** Aim **
Set all the material down again unchanged, without the pictures.

___ Records shown ___

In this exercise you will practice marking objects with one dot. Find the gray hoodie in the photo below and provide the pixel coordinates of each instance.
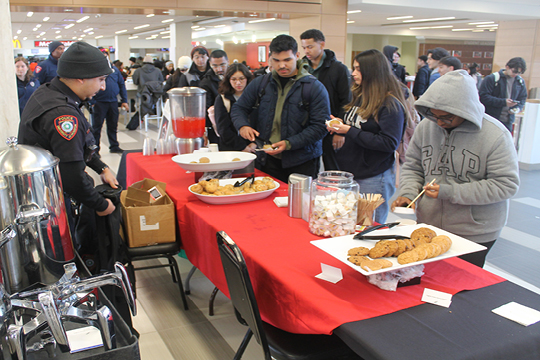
(475, 164)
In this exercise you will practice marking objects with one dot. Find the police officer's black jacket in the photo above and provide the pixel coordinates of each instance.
(52, 119)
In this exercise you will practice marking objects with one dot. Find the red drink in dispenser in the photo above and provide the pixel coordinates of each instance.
(188, 127)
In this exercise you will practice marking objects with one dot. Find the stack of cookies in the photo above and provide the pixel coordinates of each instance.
(423, 244)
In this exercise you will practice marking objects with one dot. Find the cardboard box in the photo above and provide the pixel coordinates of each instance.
(147, 222)
(138, 195)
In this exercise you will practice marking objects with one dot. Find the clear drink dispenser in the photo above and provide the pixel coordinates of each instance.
(188, 112)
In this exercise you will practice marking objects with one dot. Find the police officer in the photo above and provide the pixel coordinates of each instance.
(53, 120)
(46, 70)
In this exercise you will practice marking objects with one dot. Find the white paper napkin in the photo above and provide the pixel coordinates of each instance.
(281, 201)
(330, 273)
(519, 313)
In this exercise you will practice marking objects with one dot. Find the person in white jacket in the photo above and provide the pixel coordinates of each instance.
(472, 159)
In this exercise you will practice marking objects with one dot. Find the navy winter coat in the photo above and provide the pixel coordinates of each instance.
(304, 130)
(25, 89)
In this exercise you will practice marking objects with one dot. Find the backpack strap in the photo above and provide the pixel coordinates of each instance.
(497, 77)
(262, 89)
(306, 94)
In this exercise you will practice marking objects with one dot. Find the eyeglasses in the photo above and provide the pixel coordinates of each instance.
(447, 119)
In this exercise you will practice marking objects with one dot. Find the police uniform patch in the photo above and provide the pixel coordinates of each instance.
(67, 126)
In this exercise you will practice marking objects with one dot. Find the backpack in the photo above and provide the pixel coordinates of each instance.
(306, 92)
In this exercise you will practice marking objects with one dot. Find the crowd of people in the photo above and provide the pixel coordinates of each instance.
(461, 152)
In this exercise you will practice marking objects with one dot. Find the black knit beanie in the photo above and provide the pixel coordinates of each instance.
(53, 45)
(83, 61)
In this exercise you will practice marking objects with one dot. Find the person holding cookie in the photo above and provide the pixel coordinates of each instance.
(372, 127)
(472, 158)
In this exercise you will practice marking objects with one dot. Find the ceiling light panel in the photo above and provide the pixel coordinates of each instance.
(430, 19)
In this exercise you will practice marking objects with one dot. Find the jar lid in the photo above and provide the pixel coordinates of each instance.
(186, 91)
(22, 159)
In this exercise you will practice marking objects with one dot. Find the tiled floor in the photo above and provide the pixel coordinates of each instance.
(169, 332)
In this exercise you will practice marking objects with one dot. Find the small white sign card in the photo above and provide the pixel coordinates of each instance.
(330, 273)
(437, 297)
(84, 338)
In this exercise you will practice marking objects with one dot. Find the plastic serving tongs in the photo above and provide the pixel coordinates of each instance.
(240, 183)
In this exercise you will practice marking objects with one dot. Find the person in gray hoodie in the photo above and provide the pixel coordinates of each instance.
(472, 159)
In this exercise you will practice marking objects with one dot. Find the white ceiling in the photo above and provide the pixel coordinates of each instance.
(371, 20)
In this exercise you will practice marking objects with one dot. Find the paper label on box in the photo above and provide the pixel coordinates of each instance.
(85, 338)
(145, 227)
(437, 297)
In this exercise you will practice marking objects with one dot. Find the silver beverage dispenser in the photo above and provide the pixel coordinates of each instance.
(36, 240)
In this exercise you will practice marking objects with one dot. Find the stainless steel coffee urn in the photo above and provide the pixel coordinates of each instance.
(35, 239)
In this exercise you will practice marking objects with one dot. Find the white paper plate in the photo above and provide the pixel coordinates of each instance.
(233, 199)
(219, 161)
(339, 246)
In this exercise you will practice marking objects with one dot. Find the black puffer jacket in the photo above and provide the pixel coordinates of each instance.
(336, 79)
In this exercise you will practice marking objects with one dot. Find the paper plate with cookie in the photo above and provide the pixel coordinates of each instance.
(225, 192)
(396, 248)
(214, 161)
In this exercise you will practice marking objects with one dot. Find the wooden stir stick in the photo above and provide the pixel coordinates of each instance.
(421, 193)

___

** Task result **
In this exercise you will practice marking objects with one dot. Find the gray hoodie in the photo below and provide the pixel coordinates of each instance.
(475, 164)
In this exercise you will practice marking objects with one dot. Find the police officer's black jacket in the photo above and provide the pixel coordinates of each instance.
(52, 119)
In this exercise you will practice marking objects with one dot. Find the red drink in dispenser in the photo above and provide the pixel coordinates of each instance.
(188, 127)
In this exercise you will practice marking objects with one dot. Find the stack of cookies in the photo above and provide the pixel coordinates of each instance.
(423, 244)
In this exercise you will practice marking objects with one dot. Find the cardboard box in the photo above and provide the pixel coordinates of each instance.
(147, 222)
(138, 195)
In this exercise you will practice marking objects with one dot. Find the clear drink dispenser in the photo above and provide the pixel coordinates of each instance.
(188, 112)
In this exercise you will practice marking objects with one dot. Find the police officer in the photo above and provide the pixel coordinates of each instance.
(53, 120)
(46, 70)
In this exercise you will practice marking objects with one dot. Find the white paper napkin in the photo above and provide the pixel coordinates of each instance.
(281, 201)
(330, 273)
(519, 313)
In this exercise you will practice marking objects with one dot. Find the person in white jacket in the photo above and provide the pixel coordinates of each instance.
(472, 159)
In this exercise you will practice marking objects with one dot. Find the navy winter coat in the photo above and provide the pixel coordinates of each instance.
(304, 130)
(25, 89)
In this exercise you will practice marking objects with one dot. Find the backpack strap in the photo above and provide the pixel coordinates of each instance.
(497, 77)
(262, 89)
(306, 94)
In this exercise you will practice marking objects with one dot. Find the eyeglasses in the photo above and provide the pixel coordinates of each instance.
(447, 119)
In this exercise you will practice marking objects with one dot. Find the police uniform patch in the photo above and provide the pixel coordinates of each instance.
(67, 126)
In this exercise you will practice marking objects with one dot. Find the backpack in the photo above and provide the pixel coordinates of each instance.
(306, 92)
In this exercise you will practice marking objects with one dot. Find the crowd of people in the photo above and provide the pixel coordinates of each instance.
(461, 152)
In this exercise you will practice marking objects with one dot. Find the black knit beanie in the photo above and provide the pixel coordinates of each instance.
(53, 45)
(83, 61)
In this exercise you will practice marking objects with one dot. Find the person holding cookie in the photo above and provide the pixel coordinates of each instance.
(372, 127)
(472, 158)
In this exercise you will practice marking objects with one dot. Find the ceiling light panel in the photo above and provide the pixel coordinates of each instance.
(430, 19)
In this exercise you will practice marking objects with one dot. Find the jar lid in the photo above and provide the pixel coordinates of each instance.
(186, 91)
(22, 159)
In this exercise you will practice marking objects with one dot. Find the tiled floor in the photo above and provide the pixel coordinates of each instance.
(169, 332)
In this exercise you will practice marking objects with one dot. Find the small white sign card in the photo above and provide the pixel coordinates of each instance.
(330, 273)
(437, 297)
(84, 338)
In this exercise you will practice marking objects with one dot. Find the plastic serving tongs in the photo above and provide the pixel coordinates of each instance.
(240, 183)
In this exercise you will practice marking objects with one dot. Find the person in gray hoodie in the photo above and provide the pixel coordinates of each instance.
(472, 159)
In this exercise you will practice marking objects with one dot. Find the white ceiling in the photo above and provide the pixel coordinates of each instance.
(371, 20)
In this exercise you will practice marking objects with one dot. Find the paper label on box in the photo above and provide the pixel coordinates of each instance.
(85, 338)
(145, 227)
(437, 297)
In this exercise you will practice marking objects with one dot. Find the silver beverage dispenser in the photo above and provide the pixel coordinates of each instance.
(36, 240)
In this exercise you will practice marking objects with one dot. Find the stainless steel coffee urn in the photo above and provide the pixel coordinates of each instance.
(35, 239)
In this exercise you will practice marking objects with one dot. Find the white paper plate in the photo above and provide the pixel coordinates of each instance.
(233, 199)
(219, 161)
(339, 246)
In this exercise you will practice marking objects with one dot. Find the black puffer jacket in the photo above and provide the pixel coordinates of each instance.
(336, 79)
In this exercise you will practice marking objects with one dot. Find the paper plate with cookie in the photo above and provide the pixel coordinates of each instance.
(225, 192)
(396, 248)
(214, 161)
In this exercise you will practice marking objects with one dot. Find the wooden stir stick in the photo above and provide the pixel coordinates of each instance.
(421, 193)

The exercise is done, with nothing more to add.